Exercise text =
########################################
Lab profile
The Wolfgang Wilcke Lab
About the lab
Biogeochemistry, soil and ecosystem nutrient cycling, and long-term environmental change and pollution impacts.
Wolfgang Wilcke’s lab investigates the biogeochemistry and long-term cycling of nutrients and contaminants in soils, ecosystems, and the broader environment, with a strong focus on tropical and temperate montane forests, wetlands, and lake-sediment archives. The group studies how elements such as nitrogen, phosphorus, calcium, magnesium, chlorine, and toxic polycyclic aromatic compounds behave along soil-plant-water pathways and over centuries of human influence, using field experiments, long-term monitoring, and stable isotope and geochemical techniques. Current projects include tracking element budgets and weathering kinetics in tropical Andean forests, quantifying changes in ecosystem nitrogen and carbon cycles along glacial-retreat chronosequences, evaluating the response of montane ecosystems to nutrient additions, and reconstructing historical pollution and socio-economic impacts from lake-sediment records in China. A distinctive feature of the lab is the integration of ecosystem-scale nutrient budgets, biogeochemical mass balance, and geochemical fingerprinting to link small-scale soil processes with large-scale environmental change. Students joining the group can expect hands-on experience in field sampling, soil and solution chemistry, isotope analysis, and data interpretation for questions around ecosystem services, pollution history, and climate-change impacts, preparing them for careers in environmental science, geoecology, and soil-function research.
########################################
Supplied data =
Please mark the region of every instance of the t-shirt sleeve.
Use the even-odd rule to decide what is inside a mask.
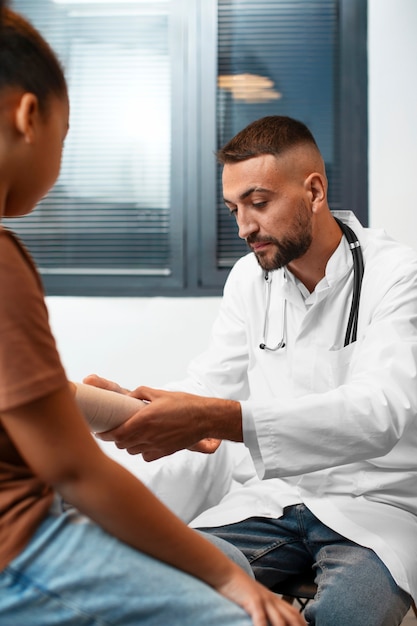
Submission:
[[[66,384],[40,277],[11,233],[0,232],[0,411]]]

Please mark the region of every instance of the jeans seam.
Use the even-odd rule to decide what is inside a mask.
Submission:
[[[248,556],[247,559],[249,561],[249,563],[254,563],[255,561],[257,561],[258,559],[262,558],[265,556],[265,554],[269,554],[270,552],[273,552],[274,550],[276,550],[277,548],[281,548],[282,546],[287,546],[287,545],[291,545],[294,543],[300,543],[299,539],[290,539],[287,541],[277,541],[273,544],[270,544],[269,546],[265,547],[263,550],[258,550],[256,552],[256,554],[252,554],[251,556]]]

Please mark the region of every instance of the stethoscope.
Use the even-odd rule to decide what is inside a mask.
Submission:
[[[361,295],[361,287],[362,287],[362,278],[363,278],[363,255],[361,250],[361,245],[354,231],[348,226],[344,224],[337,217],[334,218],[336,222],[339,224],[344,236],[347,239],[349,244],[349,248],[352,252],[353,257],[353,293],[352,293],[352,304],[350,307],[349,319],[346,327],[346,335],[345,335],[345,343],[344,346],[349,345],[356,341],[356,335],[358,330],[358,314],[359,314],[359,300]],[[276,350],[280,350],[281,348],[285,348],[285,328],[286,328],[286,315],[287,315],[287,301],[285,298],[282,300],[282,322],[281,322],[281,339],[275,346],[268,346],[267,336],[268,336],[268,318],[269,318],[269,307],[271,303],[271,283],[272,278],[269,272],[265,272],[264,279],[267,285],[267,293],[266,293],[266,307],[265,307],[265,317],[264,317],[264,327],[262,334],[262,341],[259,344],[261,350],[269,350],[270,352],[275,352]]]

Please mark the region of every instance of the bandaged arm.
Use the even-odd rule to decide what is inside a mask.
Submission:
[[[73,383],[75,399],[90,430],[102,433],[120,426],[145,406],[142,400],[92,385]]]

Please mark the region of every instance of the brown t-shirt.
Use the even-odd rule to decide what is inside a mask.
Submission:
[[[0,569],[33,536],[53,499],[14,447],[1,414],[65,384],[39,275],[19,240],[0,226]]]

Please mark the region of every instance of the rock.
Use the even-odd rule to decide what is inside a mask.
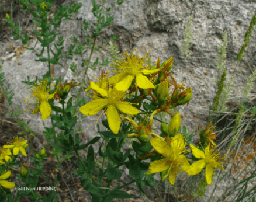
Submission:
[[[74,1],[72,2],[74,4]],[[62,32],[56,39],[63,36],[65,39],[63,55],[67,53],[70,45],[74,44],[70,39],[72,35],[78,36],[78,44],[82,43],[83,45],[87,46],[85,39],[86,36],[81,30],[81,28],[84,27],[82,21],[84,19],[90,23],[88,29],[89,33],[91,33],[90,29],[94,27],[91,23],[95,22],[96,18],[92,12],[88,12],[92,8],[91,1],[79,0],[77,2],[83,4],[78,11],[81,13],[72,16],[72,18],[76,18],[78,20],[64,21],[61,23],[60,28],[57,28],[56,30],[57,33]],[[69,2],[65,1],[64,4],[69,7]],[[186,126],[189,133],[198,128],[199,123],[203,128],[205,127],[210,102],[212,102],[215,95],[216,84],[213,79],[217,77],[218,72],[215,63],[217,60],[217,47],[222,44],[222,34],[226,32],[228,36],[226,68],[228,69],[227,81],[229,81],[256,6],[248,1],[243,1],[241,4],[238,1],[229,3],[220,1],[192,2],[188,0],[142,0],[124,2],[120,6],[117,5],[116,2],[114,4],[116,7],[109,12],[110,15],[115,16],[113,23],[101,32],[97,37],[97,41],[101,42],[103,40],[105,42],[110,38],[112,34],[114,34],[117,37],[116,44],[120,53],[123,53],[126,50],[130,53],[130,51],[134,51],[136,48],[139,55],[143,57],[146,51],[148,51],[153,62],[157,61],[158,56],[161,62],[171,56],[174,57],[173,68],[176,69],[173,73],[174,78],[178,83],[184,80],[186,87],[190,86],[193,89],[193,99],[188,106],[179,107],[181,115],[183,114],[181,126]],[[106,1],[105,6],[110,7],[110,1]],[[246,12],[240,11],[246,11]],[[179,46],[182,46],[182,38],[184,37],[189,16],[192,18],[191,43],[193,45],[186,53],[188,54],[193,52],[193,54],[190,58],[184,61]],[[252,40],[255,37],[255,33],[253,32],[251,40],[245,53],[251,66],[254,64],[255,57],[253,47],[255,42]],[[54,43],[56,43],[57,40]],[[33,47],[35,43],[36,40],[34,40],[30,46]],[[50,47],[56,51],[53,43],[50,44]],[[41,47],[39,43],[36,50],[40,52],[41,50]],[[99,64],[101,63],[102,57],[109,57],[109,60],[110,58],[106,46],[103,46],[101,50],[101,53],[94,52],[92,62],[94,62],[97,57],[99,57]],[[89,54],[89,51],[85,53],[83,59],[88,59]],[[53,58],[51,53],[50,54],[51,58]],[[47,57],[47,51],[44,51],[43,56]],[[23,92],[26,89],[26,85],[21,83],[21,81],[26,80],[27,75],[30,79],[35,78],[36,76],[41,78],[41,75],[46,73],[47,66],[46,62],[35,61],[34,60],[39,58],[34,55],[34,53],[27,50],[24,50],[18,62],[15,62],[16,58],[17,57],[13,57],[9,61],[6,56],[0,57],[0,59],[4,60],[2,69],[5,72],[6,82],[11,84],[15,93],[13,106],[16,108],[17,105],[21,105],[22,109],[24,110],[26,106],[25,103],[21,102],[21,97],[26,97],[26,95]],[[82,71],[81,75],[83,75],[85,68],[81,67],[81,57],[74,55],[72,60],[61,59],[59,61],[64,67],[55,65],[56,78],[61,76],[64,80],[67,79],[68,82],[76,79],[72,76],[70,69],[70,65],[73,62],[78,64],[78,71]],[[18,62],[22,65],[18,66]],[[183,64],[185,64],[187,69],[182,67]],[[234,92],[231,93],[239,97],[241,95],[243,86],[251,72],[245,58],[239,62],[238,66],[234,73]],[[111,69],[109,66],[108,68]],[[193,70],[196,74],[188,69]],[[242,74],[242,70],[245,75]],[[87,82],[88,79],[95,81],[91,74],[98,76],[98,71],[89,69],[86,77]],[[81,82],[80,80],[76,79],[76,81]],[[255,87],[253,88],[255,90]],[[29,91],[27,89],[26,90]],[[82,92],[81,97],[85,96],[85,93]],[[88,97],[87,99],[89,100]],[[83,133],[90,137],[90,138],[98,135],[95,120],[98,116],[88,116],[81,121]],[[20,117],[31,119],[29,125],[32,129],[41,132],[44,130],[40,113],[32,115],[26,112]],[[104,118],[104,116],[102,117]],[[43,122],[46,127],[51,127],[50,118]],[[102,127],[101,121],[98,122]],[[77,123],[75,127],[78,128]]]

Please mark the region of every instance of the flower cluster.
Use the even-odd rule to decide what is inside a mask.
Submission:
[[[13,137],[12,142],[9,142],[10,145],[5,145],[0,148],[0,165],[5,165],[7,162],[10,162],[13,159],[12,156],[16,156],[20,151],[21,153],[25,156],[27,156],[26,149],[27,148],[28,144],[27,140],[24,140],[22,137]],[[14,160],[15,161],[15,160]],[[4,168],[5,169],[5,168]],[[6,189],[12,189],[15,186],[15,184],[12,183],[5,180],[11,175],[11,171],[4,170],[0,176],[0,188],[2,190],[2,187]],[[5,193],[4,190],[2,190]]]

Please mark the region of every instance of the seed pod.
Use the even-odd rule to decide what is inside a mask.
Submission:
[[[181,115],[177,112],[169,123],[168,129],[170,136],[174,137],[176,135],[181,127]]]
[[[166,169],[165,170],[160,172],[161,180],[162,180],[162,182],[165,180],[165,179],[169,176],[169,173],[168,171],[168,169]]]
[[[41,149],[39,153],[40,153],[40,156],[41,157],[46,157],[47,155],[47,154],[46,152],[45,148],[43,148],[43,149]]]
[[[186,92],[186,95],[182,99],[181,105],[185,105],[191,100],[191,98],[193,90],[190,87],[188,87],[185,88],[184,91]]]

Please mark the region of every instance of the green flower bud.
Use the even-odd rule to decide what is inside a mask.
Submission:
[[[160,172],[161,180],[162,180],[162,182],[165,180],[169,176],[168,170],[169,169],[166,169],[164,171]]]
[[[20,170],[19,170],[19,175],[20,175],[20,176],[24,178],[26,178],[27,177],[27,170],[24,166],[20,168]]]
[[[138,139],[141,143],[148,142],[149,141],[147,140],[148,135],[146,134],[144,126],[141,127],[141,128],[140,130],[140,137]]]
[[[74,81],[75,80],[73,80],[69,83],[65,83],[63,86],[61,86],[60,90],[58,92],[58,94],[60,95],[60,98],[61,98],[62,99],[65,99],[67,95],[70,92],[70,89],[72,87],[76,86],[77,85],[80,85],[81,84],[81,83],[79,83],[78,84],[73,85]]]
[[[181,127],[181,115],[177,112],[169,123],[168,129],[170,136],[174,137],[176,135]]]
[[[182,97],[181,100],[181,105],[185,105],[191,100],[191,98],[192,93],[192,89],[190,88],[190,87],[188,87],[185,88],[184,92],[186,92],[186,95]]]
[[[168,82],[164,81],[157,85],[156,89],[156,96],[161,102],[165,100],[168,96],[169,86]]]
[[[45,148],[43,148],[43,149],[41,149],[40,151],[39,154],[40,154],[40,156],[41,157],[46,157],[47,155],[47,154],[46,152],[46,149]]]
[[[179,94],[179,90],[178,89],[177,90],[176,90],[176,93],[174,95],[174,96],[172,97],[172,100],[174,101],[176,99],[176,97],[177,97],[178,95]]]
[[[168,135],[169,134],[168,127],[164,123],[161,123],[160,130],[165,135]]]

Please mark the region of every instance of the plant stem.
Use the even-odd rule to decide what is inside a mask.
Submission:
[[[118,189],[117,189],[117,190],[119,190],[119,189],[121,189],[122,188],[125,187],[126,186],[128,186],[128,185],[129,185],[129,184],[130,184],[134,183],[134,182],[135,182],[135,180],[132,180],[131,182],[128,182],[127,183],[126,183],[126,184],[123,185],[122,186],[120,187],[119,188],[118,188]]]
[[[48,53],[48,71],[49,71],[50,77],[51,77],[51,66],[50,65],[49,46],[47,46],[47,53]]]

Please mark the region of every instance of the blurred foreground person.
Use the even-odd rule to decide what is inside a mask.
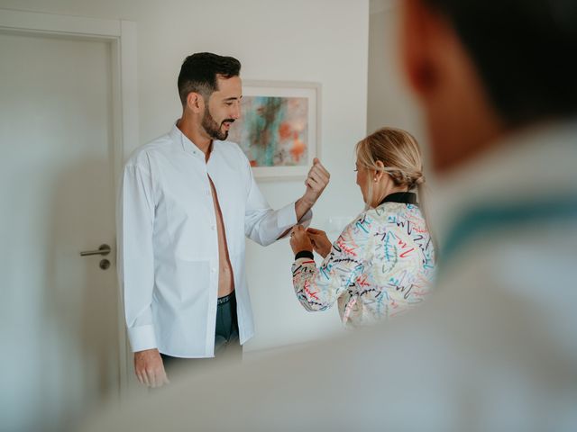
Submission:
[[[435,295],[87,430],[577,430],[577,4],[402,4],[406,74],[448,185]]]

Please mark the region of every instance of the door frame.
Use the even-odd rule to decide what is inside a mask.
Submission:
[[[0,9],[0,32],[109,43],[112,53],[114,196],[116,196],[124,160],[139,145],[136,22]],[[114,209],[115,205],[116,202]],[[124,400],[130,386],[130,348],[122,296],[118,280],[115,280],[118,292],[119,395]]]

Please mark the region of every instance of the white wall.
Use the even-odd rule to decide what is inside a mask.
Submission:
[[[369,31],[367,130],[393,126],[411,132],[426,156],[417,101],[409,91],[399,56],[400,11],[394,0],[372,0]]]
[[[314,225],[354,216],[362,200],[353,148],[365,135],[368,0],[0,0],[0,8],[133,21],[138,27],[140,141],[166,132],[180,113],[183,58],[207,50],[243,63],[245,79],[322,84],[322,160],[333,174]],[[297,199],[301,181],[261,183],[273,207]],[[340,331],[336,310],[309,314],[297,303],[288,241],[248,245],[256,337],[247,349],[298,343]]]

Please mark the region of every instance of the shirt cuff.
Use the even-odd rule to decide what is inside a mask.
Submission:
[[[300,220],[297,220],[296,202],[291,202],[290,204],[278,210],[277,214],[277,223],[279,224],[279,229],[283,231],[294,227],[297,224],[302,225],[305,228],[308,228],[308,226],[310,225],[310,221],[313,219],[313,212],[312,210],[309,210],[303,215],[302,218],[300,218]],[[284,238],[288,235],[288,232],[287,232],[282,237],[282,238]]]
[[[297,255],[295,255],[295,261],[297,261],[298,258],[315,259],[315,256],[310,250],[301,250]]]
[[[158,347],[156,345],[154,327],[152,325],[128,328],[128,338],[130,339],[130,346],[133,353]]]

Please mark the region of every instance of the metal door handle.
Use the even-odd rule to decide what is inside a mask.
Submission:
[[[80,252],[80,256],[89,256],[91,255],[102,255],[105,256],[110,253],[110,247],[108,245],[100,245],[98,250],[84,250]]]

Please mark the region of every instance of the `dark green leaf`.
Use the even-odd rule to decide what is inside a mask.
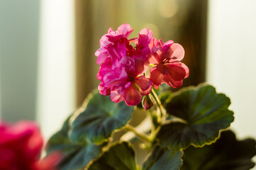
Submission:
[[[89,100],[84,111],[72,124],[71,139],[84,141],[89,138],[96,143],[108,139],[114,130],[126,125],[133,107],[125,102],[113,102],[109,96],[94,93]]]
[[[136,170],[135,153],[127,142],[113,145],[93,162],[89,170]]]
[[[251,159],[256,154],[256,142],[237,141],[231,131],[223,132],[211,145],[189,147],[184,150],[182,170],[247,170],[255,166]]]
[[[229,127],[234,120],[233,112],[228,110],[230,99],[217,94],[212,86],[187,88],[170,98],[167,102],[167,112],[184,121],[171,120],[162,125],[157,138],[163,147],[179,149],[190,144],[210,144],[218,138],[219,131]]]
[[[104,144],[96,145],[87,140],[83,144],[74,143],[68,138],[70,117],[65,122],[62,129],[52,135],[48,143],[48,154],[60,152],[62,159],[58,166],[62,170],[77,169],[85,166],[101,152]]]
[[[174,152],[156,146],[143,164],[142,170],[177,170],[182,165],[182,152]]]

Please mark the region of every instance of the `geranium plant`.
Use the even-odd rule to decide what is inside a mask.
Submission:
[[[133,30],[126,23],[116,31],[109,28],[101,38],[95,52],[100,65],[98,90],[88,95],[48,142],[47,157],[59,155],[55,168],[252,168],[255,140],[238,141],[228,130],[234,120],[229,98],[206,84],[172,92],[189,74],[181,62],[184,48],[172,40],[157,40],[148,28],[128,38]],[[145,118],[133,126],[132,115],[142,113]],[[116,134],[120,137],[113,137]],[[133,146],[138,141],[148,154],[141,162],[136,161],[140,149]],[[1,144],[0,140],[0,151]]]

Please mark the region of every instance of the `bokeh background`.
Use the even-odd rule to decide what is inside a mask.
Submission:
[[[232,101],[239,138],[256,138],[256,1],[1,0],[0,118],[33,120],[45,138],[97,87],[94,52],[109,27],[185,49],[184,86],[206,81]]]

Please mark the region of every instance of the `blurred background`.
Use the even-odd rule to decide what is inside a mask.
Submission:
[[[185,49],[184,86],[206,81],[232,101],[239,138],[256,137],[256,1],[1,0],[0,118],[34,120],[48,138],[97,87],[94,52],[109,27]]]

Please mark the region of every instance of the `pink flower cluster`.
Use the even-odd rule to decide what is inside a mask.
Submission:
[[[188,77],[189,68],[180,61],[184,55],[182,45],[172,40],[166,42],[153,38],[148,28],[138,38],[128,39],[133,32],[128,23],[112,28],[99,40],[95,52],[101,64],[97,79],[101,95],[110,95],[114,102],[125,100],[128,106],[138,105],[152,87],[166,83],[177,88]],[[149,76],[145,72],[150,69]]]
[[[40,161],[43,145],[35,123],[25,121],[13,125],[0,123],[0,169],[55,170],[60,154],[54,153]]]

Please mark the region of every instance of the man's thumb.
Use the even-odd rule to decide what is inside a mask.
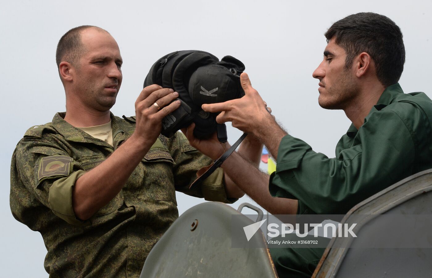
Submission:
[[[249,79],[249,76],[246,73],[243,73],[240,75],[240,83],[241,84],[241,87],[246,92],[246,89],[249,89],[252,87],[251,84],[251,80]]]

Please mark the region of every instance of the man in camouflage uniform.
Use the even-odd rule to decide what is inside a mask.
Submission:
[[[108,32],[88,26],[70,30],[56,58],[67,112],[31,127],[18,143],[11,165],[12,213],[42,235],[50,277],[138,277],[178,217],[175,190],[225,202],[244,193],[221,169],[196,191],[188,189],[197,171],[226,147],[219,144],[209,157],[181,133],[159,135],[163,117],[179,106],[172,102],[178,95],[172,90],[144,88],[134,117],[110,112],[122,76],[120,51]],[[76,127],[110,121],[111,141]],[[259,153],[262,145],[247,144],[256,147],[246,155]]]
########################################
List every area of hands-on experience that the lab profile above says students joining the group can expect.

- Field sampling
- Soil and solution chemistry
- Isotope analysis
- Data interpretation